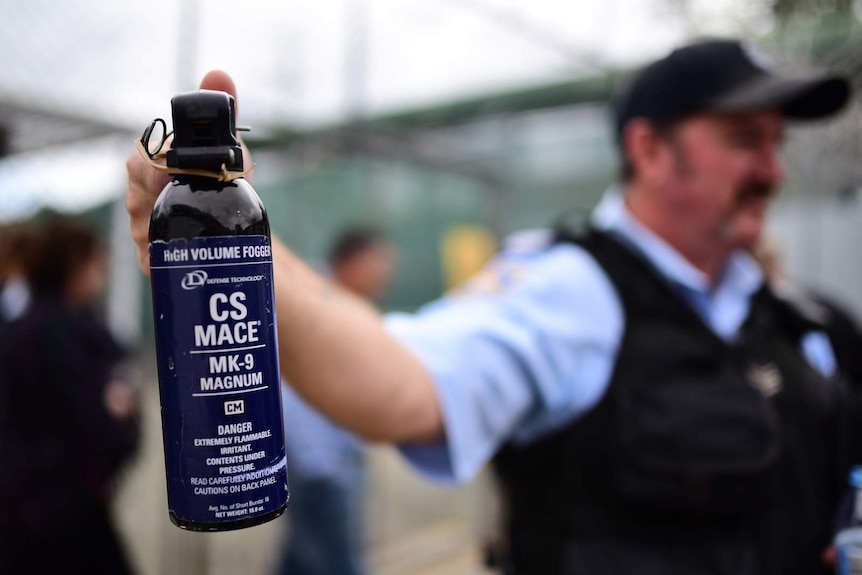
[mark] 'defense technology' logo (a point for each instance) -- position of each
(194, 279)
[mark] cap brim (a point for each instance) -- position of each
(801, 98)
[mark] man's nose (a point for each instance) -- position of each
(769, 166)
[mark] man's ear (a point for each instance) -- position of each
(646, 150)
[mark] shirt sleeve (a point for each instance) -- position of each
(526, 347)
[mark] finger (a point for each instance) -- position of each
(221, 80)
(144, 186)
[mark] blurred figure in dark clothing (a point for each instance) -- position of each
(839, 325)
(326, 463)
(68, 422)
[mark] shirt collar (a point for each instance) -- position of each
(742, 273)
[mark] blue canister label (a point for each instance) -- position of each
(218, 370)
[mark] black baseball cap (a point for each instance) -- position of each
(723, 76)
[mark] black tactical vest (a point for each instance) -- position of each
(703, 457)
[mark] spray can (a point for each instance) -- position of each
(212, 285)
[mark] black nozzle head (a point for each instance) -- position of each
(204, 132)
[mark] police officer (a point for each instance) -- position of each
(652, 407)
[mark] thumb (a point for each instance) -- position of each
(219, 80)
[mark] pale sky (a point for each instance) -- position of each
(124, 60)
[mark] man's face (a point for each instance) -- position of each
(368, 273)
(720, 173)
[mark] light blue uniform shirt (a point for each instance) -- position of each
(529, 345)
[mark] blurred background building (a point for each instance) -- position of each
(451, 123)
==
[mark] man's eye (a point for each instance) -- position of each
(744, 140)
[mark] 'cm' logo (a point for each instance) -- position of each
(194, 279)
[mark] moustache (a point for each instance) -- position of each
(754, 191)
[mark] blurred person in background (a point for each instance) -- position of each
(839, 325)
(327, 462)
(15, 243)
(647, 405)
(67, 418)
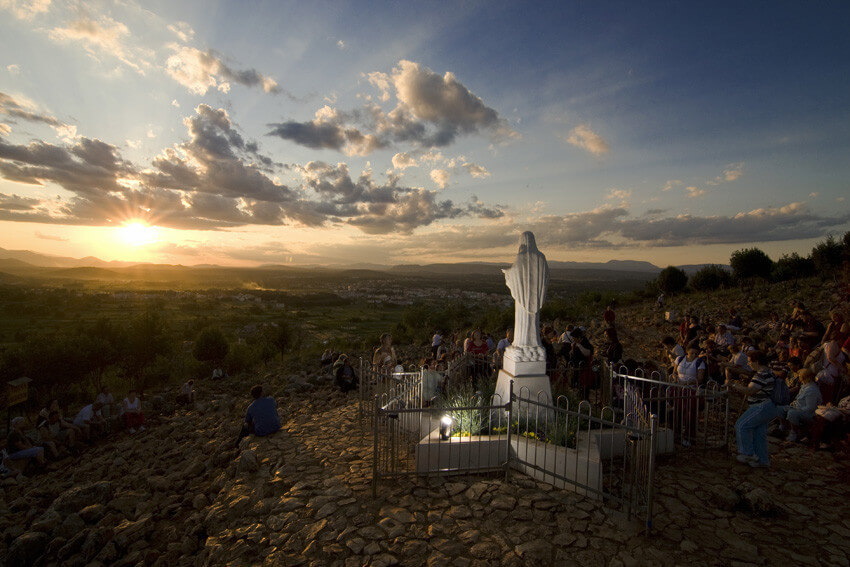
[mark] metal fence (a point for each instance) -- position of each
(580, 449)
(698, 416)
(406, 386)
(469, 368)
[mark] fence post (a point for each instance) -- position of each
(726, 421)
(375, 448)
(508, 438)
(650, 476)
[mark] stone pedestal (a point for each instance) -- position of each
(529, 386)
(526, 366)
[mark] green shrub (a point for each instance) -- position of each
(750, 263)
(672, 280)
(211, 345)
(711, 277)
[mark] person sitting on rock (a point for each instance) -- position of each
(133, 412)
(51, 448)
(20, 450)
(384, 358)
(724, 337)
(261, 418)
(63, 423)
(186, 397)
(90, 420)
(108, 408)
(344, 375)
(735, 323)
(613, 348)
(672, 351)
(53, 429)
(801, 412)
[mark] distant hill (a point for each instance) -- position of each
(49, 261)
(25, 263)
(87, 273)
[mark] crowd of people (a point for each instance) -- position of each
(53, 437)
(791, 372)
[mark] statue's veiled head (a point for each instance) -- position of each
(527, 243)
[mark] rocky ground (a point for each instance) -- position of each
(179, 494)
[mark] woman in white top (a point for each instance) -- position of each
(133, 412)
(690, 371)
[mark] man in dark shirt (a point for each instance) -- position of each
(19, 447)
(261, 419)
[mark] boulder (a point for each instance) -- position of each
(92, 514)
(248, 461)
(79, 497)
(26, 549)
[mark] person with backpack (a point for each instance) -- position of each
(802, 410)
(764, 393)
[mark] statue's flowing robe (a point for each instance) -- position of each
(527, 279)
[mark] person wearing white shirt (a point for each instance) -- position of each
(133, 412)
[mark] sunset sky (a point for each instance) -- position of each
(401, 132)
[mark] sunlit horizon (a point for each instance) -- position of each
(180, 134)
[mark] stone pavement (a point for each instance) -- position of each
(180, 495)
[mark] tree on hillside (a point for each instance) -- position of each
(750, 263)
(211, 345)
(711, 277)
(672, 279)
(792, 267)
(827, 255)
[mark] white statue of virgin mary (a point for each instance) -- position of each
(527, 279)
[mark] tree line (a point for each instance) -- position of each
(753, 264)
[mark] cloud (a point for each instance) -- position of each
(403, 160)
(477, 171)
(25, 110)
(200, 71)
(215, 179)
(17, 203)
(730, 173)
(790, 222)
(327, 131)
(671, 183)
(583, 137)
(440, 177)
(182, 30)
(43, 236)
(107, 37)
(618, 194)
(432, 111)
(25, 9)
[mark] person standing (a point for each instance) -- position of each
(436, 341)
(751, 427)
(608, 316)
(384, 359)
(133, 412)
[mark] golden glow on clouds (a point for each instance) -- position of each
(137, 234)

### [TASK BRIEF]
List each line of the data above that contains the word "dark".

### [CORRECT RESULT]
[mark] blurred figure in dark clothing (a point for each instance) -- position of each
[mark] man in dark shirt (a point for each instance) -- position of each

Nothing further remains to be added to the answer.